[Text segment Boundary: Start]
Breda Formation NUBA

 

Premise Original definition by Doppert et al (1975) , amended by NAM and RGD (1980) .
Derivatio nominis Named after the town of Breda in the province of Noord-Brabant.
Type section Location map See figure (pdf)
  Well Rijsbergen 50A/154 (pdf)
  Location N 51°30'50.5
E 04°39'15.4
  Depth 174 to 234 m
  Length 60 m along hole
  Reference Doppert et al (1975)
Additional section Location map See figure (pdf)
  Well Wouw 49E/65
  Location N 51°28'53.7
E 04°20'36.5
  Depth 96 to 189 m
  Length 93 m along hole
  Reference Doppert et al (1975)
  Well Klundert 43H/63 (pdf)
  Location N 51°39'17.3
E 04°33'07.1
  Depth 281 to 318 m
  Length 37 m along hole
  Reference NAM and RGD (1980) .
Definition Sequence of marine, glauconitic sands, sandy clays and clays. In many places a glauconite-rich layer occurs at the base.
Upper Boundary The upper boundary has been placed at the transition to the less glauconiferous sands and clays of the Oosterhout Formation, which are often rich in shells. In the southeastern Netherlands the formation interdigitates with the mainly continental deposits of the Ville, Inden and Kieseloölite Formations. In the northeastern part of the country the upper part of the Breda Formation is in lateral contact with the near-shore to continental beds of the Scheemda Formation. In cases where it is difficult to distinguish the boundaries of the formations purely on lithological criteria, biostratigraphic information may prove helpful.
Lower Boundary An unconformity is usually present at the base of the Breda Formation. The formation rests on the Veldhoven Formation in places where there is only a small or limited hiatus in the succession, i.e. in the central and southeastern Netherlands. Elsewhere, the formation rests with a clear break on the Rupel Formation (mainly Boom Clay Member) or, locally, on older deposits. Where the basal part of the Breda Formation is a clay, the lower boundary is in many places marked by a bed with high gamma-ray radiation, probably as a result of glauconite enrichment.In the southeastern Peel region and part of the Roer Valley Graben the lower boundary of the formation is difficult to establish, because the transition from the slightly glauconitic beds of the Veldhoven Formation into the greensands of the Breda Formation is gradual.
[Text segment Boundary: End]
[Record extracts Boundary: Start]
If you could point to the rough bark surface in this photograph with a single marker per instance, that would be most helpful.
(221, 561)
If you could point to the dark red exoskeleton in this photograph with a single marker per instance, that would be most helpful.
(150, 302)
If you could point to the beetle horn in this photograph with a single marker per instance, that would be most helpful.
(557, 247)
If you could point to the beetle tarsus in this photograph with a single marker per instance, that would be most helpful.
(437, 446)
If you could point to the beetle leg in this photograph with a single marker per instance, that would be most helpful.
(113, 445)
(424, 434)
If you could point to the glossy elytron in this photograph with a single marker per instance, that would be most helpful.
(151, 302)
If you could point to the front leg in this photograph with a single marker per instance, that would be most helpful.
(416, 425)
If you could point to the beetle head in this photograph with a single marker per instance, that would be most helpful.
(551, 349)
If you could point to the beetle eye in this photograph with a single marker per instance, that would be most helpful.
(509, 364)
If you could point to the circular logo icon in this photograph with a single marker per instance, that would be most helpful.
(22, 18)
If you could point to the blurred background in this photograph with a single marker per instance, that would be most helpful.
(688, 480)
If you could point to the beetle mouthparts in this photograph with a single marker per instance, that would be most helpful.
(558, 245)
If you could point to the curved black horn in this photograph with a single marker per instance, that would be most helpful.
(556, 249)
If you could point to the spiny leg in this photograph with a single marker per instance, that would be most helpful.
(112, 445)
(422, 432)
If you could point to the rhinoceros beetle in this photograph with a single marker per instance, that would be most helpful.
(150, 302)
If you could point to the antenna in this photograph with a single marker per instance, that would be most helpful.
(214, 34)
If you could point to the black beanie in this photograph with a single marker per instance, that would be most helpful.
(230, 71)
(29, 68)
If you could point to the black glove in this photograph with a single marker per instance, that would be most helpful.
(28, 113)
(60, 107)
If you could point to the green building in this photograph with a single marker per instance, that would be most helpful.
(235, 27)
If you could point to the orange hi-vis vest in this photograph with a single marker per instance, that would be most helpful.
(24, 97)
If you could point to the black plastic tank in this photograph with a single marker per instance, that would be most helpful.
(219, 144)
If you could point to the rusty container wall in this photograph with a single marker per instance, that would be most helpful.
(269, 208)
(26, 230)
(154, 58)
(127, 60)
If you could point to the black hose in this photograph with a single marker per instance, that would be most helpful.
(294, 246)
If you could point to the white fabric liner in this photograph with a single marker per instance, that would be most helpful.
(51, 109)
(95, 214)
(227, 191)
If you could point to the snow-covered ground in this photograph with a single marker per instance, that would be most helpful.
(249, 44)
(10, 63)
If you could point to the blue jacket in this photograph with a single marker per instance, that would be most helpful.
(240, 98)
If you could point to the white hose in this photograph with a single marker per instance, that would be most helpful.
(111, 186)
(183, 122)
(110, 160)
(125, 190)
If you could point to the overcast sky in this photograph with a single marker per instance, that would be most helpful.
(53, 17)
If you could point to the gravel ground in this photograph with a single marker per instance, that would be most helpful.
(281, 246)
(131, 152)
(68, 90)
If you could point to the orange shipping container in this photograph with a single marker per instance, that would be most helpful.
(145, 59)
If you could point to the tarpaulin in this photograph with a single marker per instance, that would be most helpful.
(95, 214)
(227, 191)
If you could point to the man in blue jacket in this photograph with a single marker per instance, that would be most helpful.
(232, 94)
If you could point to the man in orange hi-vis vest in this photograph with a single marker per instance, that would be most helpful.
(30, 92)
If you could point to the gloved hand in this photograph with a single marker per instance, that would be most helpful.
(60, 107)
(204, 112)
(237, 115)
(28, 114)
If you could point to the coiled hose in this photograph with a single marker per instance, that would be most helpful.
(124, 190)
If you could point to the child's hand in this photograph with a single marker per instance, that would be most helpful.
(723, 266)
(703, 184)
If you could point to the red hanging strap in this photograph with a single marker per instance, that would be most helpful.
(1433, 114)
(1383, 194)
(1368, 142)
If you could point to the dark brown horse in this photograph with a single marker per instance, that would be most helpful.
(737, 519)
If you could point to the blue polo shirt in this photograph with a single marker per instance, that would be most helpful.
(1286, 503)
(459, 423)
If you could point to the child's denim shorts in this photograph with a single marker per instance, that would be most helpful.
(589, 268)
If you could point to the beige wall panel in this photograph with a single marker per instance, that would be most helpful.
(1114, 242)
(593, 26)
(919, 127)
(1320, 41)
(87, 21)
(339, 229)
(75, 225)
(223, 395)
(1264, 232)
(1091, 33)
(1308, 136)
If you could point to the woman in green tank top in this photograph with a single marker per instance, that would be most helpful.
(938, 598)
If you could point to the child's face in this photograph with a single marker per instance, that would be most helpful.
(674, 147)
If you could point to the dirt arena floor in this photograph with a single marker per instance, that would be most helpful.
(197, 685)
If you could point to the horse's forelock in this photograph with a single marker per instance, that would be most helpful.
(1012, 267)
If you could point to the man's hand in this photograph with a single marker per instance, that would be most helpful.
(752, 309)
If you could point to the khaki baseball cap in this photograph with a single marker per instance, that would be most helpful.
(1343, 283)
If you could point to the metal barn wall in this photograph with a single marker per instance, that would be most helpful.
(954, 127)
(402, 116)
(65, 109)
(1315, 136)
[Record extracts Boundary: End]
Task item » Rewrite the part of the Breda Formation description starting with "Type section Location" and going on through "Additional section Location map See figure (pdf)", swapping "Type section" for "Reference section".

Finished task »
Reference section Location map See figure (pdf)
  Well Rijsbergen 50A/154 (pdf)
  Location N 51°30'50.5
E 04°39'15.4
  Depth 174 to 234 m
  Length 60 m along hole
  Reference Doppert et al (1975)
Additional section Location map See figure (pdf)